Problem to work on: Rewrite the material below, from the line with "Q: Point to the roof" through the end of the material, requests included. Multiply every point coordinate in the answers by 1.7 and round to whole numbers, halves up, but keep the numbers in the requests and their format samples as they are; leave the pictures out.

· · · · ·

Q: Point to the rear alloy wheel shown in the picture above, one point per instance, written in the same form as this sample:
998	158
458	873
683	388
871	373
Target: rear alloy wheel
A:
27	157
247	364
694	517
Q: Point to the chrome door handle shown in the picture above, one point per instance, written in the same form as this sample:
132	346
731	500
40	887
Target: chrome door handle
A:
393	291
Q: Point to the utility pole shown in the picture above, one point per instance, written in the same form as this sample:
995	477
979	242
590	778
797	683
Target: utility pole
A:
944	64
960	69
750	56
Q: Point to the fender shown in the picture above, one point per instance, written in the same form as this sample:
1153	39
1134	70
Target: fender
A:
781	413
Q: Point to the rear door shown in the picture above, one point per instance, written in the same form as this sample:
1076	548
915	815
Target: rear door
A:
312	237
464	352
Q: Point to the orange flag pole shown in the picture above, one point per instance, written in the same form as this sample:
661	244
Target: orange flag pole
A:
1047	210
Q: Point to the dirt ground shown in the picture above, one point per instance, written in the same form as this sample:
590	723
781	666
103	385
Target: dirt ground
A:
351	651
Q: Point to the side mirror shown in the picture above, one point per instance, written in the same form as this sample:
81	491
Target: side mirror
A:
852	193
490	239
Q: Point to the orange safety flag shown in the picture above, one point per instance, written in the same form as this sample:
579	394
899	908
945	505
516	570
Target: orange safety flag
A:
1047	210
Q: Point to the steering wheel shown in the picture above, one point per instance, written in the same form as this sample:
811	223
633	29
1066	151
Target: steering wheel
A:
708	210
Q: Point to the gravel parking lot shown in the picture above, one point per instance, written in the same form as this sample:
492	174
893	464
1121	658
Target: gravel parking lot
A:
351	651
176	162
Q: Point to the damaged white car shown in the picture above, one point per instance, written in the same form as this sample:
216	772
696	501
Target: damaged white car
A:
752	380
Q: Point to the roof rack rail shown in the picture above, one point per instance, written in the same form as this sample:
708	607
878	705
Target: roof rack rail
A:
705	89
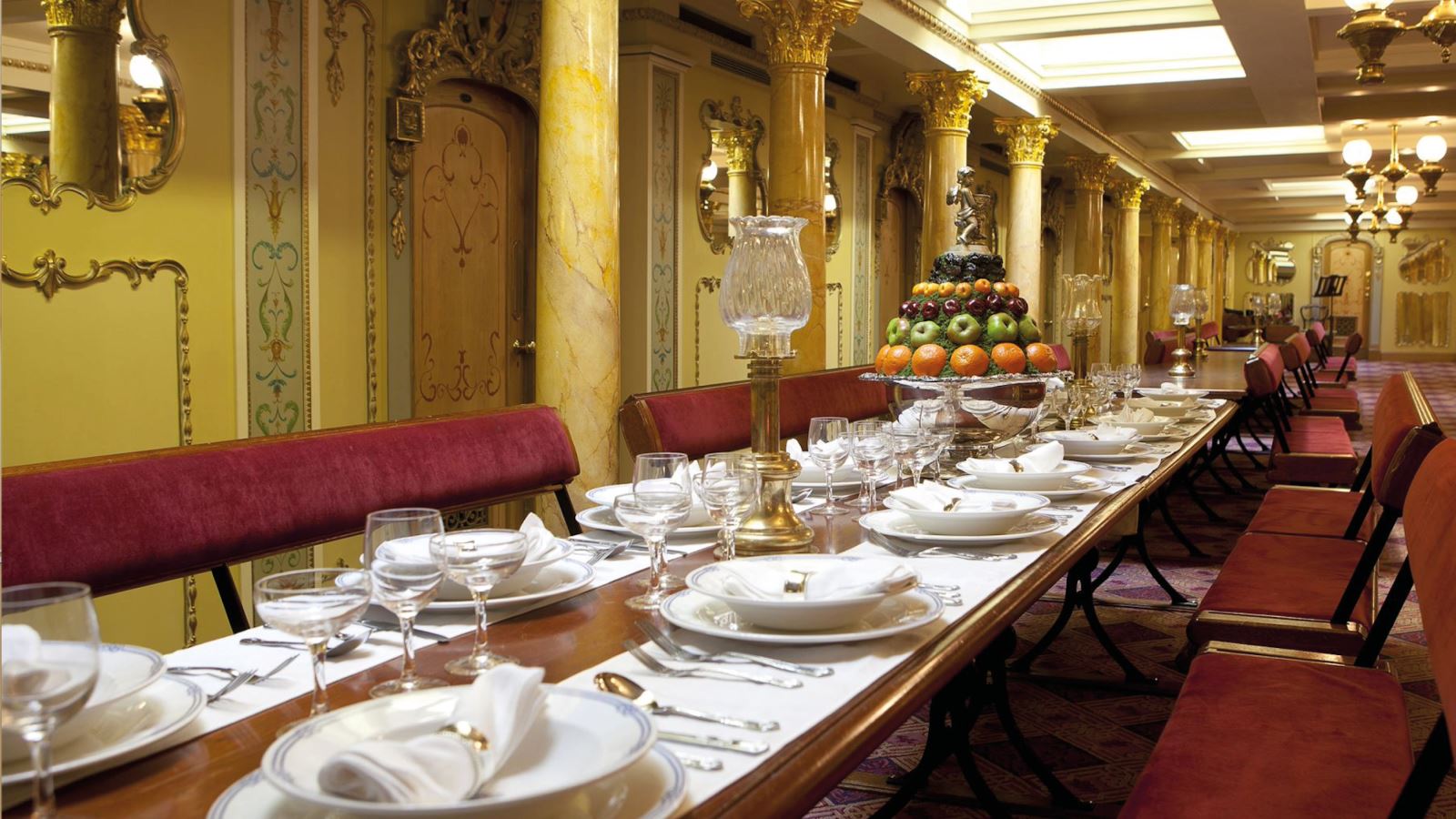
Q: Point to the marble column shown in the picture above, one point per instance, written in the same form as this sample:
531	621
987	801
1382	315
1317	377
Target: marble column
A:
1164	213
1026	140
85	108
945	99
577	278
1127	200
797	34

· · · · ·

Answer below:
Q: Point to the roof rack rail shown in the picture above, one point per instance, written in the same form as this sample:
708	607
878	705
Target: roof rack rail
A:
1199	151
Q: Point to the marble column shown in the picture above, one point per instance, written in the same form as this sample:
531	621
987	801
1382	315
1317	377
Target: marble column
A:
1979	362
1744	238
145	184
1607	168
981	473
1916	340
1355	58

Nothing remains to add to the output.